__PROBLEM TO SOLVE__
Reproduce the records verbatim, starting at their first line and ending with the line that contains "271L336 261L217 298L107", with both of those lines included.

__RAW DATA__

----

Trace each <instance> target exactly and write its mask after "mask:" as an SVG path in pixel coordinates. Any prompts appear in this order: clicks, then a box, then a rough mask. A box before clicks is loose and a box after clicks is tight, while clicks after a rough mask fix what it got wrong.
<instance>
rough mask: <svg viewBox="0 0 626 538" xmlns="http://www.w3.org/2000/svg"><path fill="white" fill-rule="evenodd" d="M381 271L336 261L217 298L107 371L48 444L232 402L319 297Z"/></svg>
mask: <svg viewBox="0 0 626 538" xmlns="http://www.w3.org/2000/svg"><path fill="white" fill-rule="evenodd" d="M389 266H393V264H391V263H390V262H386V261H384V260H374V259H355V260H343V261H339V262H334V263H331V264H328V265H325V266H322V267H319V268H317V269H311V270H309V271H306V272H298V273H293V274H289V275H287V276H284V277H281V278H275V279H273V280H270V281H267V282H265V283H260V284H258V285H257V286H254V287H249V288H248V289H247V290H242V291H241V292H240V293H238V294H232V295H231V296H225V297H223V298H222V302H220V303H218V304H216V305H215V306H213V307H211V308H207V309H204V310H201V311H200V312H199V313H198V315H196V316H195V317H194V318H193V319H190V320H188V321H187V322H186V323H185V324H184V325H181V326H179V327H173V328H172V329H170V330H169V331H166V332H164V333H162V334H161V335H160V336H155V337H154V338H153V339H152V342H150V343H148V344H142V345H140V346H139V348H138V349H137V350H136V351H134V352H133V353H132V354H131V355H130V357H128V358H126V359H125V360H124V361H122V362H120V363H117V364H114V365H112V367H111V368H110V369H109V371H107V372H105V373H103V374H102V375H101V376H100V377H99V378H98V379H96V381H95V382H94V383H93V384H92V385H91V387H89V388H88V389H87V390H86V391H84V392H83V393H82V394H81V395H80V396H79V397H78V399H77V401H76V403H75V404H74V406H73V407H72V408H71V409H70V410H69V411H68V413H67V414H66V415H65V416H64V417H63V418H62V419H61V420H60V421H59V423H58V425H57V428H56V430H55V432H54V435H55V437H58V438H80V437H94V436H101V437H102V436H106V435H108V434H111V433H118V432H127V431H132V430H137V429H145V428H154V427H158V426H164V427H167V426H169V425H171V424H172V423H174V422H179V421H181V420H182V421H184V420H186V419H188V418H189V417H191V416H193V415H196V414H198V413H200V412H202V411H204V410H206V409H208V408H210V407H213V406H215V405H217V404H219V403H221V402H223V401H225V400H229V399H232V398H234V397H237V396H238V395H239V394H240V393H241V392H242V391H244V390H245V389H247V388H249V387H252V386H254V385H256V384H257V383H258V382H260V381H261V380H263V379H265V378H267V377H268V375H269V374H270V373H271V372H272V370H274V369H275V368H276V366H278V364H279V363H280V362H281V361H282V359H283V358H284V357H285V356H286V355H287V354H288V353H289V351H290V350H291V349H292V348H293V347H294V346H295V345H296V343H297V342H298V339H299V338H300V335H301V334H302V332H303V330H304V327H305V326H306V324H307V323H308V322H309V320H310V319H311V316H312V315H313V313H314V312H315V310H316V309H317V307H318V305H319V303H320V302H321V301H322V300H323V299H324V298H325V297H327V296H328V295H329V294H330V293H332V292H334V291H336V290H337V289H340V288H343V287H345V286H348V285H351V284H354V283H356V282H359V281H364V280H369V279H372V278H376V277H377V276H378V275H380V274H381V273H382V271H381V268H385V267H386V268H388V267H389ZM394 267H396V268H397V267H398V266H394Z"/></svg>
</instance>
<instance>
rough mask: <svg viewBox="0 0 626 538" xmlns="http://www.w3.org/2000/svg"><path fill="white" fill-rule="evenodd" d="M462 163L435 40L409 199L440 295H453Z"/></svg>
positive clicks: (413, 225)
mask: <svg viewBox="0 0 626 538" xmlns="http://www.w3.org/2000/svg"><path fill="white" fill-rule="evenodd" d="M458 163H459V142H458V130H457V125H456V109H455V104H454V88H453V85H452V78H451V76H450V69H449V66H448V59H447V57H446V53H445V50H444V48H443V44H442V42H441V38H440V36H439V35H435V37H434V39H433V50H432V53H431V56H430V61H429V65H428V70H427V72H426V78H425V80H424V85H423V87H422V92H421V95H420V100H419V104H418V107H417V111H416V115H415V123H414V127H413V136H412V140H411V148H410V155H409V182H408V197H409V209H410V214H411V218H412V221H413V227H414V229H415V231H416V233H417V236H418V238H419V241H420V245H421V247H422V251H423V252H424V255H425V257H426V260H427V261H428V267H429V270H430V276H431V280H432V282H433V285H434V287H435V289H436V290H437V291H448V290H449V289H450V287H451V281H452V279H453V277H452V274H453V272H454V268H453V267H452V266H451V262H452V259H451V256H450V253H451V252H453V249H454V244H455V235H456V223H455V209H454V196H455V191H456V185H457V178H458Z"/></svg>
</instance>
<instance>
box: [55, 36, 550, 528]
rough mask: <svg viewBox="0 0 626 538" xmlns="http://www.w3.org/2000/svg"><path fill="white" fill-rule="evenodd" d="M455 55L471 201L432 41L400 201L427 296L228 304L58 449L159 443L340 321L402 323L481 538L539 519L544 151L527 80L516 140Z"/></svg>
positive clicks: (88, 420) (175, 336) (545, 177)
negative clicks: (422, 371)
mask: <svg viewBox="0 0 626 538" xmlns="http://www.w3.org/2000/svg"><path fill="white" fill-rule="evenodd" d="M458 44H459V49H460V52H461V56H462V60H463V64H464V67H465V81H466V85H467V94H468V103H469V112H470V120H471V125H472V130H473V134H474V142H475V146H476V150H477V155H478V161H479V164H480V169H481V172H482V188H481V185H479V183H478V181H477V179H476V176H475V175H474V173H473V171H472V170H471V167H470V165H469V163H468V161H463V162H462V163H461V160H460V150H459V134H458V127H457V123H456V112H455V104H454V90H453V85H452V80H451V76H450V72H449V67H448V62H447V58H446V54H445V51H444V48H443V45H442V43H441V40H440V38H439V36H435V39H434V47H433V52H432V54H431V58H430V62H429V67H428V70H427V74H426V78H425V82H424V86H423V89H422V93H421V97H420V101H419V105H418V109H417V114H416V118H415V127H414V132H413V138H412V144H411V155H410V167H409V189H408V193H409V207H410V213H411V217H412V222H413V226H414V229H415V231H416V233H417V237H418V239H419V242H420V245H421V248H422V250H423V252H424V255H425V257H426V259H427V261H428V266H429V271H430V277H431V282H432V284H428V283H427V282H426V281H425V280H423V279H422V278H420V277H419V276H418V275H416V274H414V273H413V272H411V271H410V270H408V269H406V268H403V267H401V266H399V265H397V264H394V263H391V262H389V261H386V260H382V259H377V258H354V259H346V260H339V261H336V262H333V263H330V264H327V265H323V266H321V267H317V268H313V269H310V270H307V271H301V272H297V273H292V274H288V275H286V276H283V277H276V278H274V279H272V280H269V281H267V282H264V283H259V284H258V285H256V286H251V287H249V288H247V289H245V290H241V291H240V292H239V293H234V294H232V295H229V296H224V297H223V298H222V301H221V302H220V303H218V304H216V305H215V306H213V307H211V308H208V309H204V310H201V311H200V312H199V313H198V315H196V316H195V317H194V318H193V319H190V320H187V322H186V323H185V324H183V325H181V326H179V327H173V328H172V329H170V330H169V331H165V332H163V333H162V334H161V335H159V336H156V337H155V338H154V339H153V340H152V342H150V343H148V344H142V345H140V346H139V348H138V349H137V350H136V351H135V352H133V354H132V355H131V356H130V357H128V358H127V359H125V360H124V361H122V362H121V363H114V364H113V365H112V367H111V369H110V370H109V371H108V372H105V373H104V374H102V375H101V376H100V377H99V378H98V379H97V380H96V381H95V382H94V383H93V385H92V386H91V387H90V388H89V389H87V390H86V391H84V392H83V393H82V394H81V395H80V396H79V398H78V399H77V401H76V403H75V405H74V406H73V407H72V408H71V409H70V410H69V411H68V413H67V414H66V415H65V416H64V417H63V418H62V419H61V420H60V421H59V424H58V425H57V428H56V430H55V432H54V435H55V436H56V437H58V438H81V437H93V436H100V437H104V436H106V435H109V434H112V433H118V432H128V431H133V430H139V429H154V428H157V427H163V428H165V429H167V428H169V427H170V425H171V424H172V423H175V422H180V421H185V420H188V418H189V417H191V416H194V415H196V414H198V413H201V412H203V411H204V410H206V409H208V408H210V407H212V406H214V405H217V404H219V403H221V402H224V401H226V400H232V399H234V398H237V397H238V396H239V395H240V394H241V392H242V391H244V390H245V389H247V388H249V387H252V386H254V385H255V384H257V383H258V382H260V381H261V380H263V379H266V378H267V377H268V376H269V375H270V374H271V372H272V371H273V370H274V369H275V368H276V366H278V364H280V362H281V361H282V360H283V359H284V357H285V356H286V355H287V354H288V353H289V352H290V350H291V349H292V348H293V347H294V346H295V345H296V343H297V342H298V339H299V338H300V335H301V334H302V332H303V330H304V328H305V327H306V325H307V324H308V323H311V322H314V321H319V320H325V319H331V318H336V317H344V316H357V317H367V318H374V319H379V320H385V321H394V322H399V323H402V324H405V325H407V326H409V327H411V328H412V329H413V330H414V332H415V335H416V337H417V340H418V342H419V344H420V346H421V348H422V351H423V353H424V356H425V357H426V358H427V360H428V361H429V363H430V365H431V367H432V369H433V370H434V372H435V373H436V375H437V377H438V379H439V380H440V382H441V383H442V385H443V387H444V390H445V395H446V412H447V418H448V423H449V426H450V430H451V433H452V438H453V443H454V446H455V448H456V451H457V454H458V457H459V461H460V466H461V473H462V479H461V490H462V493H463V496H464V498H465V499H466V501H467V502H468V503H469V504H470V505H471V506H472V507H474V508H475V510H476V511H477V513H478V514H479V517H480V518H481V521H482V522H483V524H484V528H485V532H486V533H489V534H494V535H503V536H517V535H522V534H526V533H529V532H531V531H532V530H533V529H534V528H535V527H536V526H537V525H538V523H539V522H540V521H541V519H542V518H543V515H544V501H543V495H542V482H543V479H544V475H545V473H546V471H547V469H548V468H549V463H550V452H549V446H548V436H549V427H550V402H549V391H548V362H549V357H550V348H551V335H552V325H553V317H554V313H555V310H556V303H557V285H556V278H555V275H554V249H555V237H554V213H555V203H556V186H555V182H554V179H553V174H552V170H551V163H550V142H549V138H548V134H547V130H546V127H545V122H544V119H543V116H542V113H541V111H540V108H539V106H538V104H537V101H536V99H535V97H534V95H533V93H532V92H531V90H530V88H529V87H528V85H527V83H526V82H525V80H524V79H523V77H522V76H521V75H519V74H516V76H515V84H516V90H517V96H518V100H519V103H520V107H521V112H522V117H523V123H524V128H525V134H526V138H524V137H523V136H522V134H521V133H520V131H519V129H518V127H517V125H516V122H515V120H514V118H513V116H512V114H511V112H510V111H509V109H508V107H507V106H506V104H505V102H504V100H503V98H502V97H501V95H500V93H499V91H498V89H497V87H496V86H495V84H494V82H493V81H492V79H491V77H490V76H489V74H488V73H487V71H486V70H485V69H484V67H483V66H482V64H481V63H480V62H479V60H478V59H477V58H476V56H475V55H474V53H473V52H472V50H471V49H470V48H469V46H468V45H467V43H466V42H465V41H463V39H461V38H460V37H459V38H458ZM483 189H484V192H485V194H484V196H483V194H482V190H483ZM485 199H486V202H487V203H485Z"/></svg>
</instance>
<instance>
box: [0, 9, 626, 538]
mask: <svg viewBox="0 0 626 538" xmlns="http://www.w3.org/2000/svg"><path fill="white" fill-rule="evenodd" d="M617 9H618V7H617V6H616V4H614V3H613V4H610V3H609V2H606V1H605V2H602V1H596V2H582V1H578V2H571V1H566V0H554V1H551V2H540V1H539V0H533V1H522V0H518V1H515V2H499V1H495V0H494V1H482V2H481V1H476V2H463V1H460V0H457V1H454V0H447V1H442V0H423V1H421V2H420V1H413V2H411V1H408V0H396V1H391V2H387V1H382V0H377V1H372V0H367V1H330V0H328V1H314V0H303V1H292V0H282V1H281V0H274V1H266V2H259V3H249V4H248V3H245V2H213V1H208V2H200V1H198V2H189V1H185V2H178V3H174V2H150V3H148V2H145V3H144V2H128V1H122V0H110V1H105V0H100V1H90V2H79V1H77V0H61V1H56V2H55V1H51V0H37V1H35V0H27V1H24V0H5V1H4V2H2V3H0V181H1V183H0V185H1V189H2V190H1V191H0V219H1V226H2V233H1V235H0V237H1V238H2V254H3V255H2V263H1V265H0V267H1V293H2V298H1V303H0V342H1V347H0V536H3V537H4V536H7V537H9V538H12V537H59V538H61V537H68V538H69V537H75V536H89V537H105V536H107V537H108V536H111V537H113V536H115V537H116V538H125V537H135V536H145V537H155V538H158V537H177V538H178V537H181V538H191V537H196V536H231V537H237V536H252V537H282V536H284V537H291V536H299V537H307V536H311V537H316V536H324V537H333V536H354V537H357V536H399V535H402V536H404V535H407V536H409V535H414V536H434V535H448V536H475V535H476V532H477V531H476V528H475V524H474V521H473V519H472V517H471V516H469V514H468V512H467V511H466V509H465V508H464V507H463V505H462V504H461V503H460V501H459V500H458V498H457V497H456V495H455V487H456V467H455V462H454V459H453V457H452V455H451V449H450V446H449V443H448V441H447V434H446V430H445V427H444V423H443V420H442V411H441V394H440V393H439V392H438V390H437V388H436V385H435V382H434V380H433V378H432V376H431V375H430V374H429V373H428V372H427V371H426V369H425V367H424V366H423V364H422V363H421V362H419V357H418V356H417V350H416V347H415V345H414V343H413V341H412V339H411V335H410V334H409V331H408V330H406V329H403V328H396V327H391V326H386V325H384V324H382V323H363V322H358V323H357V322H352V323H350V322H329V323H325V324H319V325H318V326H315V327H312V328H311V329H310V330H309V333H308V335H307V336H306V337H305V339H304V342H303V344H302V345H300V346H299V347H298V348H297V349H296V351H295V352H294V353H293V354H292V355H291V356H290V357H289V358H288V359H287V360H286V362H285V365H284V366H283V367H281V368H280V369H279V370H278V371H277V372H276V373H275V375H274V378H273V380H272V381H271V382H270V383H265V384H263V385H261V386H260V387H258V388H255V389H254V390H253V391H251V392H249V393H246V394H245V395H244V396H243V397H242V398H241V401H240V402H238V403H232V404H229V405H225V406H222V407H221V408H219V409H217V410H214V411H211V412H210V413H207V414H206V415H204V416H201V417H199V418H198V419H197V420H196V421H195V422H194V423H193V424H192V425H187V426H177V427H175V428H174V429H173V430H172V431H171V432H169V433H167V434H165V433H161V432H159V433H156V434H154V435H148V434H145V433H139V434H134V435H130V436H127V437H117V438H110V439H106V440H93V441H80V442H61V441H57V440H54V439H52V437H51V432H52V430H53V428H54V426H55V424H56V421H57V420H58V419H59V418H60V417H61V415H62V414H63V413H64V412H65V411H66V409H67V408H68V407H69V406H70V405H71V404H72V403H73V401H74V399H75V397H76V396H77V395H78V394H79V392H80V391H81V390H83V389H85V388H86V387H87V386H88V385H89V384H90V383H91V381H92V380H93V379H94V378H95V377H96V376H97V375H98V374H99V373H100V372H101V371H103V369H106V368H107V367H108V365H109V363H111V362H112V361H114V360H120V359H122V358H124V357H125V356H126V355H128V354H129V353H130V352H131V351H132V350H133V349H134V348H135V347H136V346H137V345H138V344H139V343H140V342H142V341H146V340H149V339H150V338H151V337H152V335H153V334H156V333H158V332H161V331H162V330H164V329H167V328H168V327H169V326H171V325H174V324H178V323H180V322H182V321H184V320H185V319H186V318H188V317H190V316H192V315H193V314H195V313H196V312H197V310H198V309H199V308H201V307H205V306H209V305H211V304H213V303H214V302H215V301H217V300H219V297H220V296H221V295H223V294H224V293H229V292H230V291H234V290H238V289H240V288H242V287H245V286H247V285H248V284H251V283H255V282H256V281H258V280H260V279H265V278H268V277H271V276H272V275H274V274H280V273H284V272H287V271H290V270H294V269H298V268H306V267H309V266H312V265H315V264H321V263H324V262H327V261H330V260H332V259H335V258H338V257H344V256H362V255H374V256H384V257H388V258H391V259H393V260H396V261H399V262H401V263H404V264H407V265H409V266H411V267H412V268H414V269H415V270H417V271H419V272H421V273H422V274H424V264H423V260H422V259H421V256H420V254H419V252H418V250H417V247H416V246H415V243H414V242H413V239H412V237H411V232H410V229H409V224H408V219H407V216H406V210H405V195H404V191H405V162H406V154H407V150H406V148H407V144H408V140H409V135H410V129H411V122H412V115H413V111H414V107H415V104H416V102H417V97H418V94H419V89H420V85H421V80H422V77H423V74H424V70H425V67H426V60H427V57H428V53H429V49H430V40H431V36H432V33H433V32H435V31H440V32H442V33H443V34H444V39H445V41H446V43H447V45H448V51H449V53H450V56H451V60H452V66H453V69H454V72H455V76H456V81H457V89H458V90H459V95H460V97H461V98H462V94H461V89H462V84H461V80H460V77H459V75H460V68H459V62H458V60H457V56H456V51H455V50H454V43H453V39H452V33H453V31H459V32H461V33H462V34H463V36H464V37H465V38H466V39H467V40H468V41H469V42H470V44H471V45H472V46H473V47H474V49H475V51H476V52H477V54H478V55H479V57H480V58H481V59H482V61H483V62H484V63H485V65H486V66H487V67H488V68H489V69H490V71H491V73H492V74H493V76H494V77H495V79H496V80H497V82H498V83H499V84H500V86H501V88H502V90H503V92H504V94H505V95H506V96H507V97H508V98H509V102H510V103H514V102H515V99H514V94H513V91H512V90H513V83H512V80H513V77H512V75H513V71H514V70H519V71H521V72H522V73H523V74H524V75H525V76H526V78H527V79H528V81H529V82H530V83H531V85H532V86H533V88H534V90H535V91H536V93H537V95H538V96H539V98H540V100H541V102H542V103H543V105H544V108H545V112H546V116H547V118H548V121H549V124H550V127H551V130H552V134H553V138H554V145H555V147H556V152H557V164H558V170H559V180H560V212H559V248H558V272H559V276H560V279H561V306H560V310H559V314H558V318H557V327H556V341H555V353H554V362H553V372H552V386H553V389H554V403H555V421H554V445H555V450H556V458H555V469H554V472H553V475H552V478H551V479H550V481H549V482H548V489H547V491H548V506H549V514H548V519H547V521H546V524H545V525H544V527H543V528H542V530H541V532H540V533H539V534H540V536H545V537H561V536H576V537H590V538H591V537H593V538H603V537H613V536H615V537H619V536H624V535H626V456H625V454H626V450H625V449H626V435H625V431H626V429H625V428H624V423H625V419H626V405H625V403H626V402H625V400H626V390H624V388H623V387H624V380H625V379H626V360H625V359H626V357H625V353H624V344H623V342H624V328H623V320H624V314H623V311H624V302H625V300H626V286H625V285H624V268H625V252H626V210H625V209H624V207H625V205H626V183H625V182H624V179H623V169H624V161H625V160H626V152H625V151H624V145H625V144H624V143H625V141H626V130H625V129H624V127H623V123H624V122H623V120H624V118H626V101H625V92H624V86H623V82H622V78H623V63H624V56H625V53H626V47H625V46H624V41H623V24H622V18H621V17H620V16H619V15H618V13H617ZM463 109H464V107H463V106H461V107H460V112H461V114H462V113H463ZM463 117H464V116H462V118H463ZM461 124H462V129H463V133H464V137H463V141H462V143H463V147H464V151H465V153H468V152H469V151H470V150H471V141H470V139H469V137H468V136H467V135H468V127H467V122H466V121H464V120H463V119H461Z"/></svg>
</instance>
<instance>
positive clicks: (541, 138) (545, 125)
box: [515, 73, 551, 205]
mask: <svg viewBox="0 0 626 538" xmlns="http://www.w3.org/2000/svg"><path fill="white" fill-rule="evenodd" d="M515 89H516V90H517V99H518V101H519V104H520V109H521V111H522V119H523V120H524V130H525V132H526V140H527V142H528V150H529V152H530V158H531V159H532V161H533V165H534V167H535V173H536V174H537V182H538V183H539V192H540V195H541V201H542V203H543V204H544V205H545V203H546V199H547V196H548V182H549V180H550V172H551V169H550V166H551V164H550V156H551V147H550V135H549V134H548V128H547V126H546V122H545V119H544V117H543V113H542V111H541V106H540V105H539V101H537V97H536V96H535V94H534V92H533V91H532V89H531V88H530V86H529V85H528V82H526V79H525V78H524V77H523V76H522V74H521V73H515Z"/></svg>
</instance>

----

__OUTPUT OF THE EXERCISE__
Trace each <instance> target exactly and write its mask after "mask:" as an SVG path in pixel coordinates. Any prompts appear in this order: clicks, then a box, then a rough mask. A box before clicks is loose and a box after clicks is tight, while clicks after a rough mask fix what it got wrong.
<instance>
rough mask: <svg viewBox="0 0 626 538" xmlns="http://www.w3.org/2000/svg"><path fill="white" fill-rule="evenodd" d="M381 271L336 261L217 298L107 371L48 444L232 402L319 297Z"/></svg>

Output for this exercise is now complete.